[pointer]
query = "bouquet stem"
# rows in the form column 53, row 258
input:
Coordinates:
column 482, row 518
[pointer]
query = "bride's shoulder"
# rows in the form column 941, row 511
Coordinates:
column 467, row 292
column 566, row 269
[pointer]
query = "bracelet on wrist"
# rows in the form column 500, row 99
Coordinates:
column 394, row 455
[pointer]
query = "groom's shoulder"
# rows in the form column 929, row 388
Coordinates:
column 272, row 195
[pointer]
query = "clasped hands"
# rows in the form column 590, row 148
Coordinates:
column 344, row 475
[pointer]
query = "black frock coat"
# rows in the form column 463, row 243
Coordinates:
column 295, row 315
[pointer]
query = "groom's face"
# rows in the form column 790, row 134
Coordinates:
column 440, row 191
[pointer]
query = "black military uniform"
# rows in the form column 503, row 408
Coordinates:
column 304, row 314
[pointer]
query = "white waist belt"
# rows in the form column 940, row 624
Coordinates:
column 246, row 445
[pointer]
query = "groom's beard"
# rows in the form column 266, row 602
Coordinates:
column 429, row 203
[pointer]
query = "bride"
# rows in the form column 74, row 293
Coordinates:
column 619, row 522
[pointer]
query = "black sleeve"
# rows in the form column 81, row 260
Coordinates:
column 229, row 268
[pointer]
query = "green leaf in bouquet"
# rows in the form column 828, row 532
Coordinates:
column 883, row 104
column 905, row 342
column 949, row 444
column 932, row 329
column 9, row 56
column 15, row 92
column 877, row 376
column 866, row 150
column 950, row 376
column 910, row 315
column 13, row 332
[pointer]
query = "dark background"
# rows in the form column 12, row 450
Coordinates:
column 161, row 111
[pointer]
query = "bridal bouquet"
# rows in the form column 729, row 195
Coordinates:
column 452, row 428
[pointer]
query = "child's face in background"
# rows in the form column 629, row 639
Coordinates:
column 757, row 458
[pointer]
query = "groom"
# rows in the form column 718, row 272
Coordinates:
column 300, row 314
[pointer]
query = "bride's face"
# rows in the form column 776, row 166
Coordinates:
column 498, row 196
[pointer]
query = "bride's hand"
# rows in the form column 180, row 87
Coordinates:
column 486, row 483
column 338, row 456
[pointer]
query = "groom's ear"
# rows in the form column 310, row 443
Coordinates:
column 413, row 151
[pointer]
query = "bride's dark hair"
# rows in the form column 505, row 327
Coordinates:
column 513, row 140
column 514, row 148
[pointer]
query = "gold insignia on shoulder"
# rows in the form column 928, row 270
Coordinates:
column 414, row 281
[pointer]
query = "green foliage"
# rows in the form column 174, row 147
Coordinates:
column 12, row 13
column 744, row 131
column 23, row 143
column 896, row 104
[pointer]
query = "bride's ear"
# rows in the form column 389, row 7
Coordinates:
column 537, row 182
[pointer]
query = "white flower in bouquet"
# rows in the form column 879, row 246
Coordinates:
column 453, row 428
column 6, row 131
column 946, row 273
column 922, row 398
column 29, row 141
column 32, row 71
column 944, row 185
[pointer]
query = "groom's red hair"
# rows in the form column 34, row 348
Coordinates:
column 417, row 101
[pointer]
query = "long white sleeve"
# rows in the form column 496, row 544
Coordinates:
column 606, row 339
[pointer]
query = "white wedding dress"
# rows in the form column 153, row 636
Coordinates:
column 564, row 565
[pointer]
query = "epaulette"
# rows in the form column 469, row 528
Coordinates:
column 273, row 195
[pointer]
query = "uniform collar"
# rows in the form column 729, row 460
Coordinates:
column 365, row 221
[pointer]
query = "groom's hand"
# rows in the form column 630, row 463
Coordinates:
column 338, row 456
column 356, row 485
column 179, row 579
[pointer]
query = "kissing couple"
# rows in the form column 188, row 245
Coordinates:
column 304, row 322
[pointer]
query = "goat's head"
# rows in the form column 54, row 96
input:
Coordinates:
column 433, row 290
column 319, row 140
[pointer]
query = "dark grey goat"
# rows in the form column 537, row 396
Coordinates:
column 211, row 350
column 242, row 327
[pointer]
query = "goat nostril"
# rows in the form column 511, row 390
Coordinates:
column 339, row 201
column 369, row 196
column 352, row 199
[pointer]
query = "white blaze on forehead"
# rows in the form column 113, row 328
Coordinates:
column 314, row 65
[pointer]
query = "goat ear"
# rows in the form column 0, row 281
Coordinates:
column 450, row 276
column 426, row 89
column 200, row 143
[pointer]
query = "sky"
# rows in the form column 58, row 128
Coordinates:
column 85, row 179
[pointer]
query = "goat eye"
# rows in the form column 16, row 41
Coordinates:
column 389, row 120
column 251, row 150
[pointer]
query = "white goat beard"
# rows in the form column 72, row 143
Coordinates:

### [Goal]
Copy the material above back out, exactly as written.

### [Solved problem]
[pointer]
query = "bouquet stem"
# rows in the form column 53, row 258
input:
Coordinates:
column 482, row 518
[pointer]
query = "bride's shoulder"
# rows in the form column 941, row 511
Coordinates:
column 467, row 292
column 566, row 269
[pointer]
query = "bracelet on wrist"
# rows in the form column 500, row 99
Coordinates:
column 394, row 455
[pointer]
query = "groom's shoulder"
# rows in the form column 929, row 388
Coordinates:
column 272, row 195
[pointer]
query = "clasped hands"
# rows in the form column 590, row 148
Coordinates:
column 344, row 475
[pointer]
query = "black frock coat"
# rows in the form column 463, row 243
Coordinates:
column 295, row 315
[pointer]
query = "groom's face"
# rows in the form column 790, row 134
Coordinates:
column 440, row 191
[pointer]
query = "black military uniform"
# rows in the form column 503, row 408
Coordinates:
column 304, row 314
[pointer]
query = "white waist belt"
# rows in the form column 940, row 624
Coordinates:
column 246, row 445
[pointer]
query = "groom's beard"
# rows in the form column 266, row 602
Coordinates:
column 429, row 203
[pointer]
query = "bride"
# rows in the form column 74, row 293
Coordinates:
column 619, row 522
[pointer]
query = "black sleeve"
# rows in the form column 81, row 260
Coordinates:
column 229, row 268
[pointer]
query = "green leaf in bouquet"
# rows in the form column 828, row 532
Coordinates:
column 883, row 104
column 905, row 342
column 949, row 444
column 932, row 329
column 9, row 56
column 15, row 92
column 877, row 376
column 866, row 150
column 950, row 376
column 910, row 315
column 13, row 332
[pointer]
query = "dark background"
# rows in the form column 12, row 450
Coordinates:
column 161, row 111
[pointer]
query = "bridal bouquet"
# rows in the form column 729, row 195
Coordinates:
column 452, row 428
[pointer]
query = "child's face in background"
# rows in the form column 629, row 639
Coordinates:
column 757, row 458
[pointer]
query = "groom"
# rows in the form column 718, row 272
Coordinates:
column 300, row 314
[pointer]
query = "bride's face"
# rows in the form column 776, row 166
Coordinates:
column 498, row 196
[pointer]
query = "bride's hand"
# rows in the form column 180, row 87
Coordinates:
column 486, row 483
column 338, row 456
[pointer]
query = "groom's ear"
# rows in the form column 310, row 443
Coordinates:
column 413, row 151
[pointer]
query = "bride's dark hair"
# rows in the form column 505, row 327
Coordinates:
column 513, row 140
column 514, row 148
[pointer]
query = "gold insignia on shoulder"
# rows in the form column 928, row 270
Coordinates:
column 414, row 281
[pointer]
query = "green foliage"
# rows in the form column 174, row 147
Coordinates:
column 12, row 13
column 744, row 131
column 23, row 143
column 896, row 104
[pointer]
query = "bride's ear"
# rows in the form column 389, row 7
Coordinates:
column 537, row 182
[pointer]
query = "white flower in bouquet"
# rows in the form column 879, row 246
Coordinates:
column 453, row 428
column 6, row 131
column 946, row 273
column 922, row 398
column 29, row 141
column 32, row 71
column 944, row 185
[pointer]
query = "groom's red hair"
# rows in the form column 34, row 348
Coordinates:
column 417, row 101
[pointer]
query = "long white sleeve"
# rows in the form column 496, row 544
Coordinates:
column 606, row 339
[pointer]
query = "white wedding dress"
# rows in the form column 153, row 636
Coordinates:
column 564, row 565
[pointer]
query = "epaulette"
# rows in the form column 469, row 528
Coordinates:
column 273, row 195
[pointer]
query = "uniform collar"
# rows in the form column 729, row 460
Coordinates:
column 365, row 221
[pointer]
query = "groom's hand"
# rows in the form column 630, row 463
Coordinates:
column 338, row 456
column 356, row 485
column 179, row 579
[pointer]
query = "kissing couple"
# rows in the form column 188, row 245
Coordinates:
column 304, row 322
[pointer]
query = "goat's head"
# rows in the form column 54, row 96
input:
Coordinates:
column 433, row 290
column 319, row 140
[pointer]
query = "dark grey goat"
# rows in the form column 537, row 396
Coordinates:
column 211, row 350
column 242, row 327
[pointer]
query = "goat nostril"
# rows in the form column 511, row 390
Coordinates:
column 339, row 201
column 369, row 196
column 352, row 199
[pointer]
query = "white blaze on forehead"
# rows in the form column 113, row 328
Coordinates:
column 314, row 65
[pointer]
query = "goat ear"
# rows in the form column 0, row 281
Coordinates:
column 450, row 276
column 426, row 89
column 200, row 143
[pointer]
query = "sky"
# rows in the form column 58, row 128
Coordinates:
column 85, row 179
[pointer]
query = "goat eye"
# rows in the form column 16, row 41
Coordinates:
column 389, row 120
column 251, row 150
[pointer]
query = "white goat beard"
# rows in the form column 72, row 143
Coordinates:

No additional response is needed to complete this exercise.